## [What is expected]
Your task is to write out exactly the lines from the line containing "Check that each instance of the overhead" through the end of the records, inclusive at both ends.

## [Exercise material]
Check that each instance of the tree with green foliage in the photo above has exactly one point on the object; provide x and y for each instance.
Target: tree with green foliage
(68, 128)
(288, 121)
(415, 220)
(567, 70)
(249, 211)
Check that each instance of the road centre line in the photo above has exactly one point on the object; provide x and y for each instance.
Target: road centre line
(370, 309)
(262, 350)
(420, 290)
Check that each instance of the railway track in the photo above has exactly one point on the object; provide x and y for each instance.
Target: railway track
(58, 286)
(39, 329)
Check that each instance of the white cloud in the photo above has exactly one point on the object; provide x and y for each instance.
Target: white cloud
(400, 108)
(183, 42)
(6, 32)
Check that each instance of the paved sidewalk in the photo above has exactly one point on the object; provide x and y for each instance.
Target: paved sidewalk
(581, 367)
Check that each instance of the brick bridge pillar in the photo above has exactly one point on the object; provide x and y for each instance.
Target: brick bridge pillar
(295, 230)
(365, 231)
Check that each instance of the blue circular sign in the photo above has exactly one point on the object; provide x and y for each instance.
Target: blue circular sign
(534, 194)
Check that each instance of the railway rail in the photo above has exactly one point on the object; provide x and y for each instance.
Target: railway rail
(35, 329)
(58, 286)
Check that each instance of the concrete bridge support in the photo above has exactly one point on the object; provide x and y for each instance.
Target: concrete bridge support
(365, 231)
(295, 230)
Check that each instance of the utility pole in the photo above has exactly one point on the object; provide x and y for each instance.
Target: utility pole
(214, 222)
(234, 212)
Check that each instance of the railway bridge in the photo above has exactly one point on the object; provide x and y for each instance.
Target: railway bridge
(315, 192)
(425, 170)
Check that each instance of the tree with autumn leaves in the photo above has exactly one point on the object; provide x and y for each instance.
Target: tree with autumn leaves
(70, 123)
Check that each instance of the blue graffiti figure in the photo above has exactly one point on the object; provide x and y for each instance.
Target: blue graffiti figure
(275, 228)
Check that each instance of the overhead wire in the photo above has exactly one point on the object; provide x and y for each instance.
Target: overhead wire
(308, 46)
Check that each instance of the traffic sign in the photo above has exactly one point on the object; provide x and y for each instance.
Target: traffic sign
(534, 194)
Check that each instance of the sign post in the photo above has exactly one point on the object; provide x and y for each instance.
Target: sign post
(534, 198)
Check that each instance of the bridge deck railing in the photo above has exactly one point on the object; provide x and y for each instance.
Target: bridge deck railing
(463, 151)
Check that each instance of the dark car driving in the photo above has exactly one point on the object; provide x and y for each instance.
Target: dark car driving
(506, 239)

## [Output for this exercise]
Check that each instance of the overhead wire in the photo above has exactly one point on the object; provide x and y for each instance.
Target: overhead wire
(308, 46)
Check that each instance of the traffic sign in the photo above has exactly one point on the object; provide x and y for each instance.
Target: traffic sign
(534, 194)
Check that each instance of the sign post in the photo above has exactly one point on the object; provide x and y for each instance.
Target: sign post
(534, 198)
Check that each instance of the bridge deck railing in the photo above has exactly one point on the object; provide x and y for each instance.
Target: bridge deck railing
(463, 151)
Check that each instance of the dark car driving in the photo above has exactly one point on the object; provide x and y for each instance.
Target: dark car driving
(506, 239)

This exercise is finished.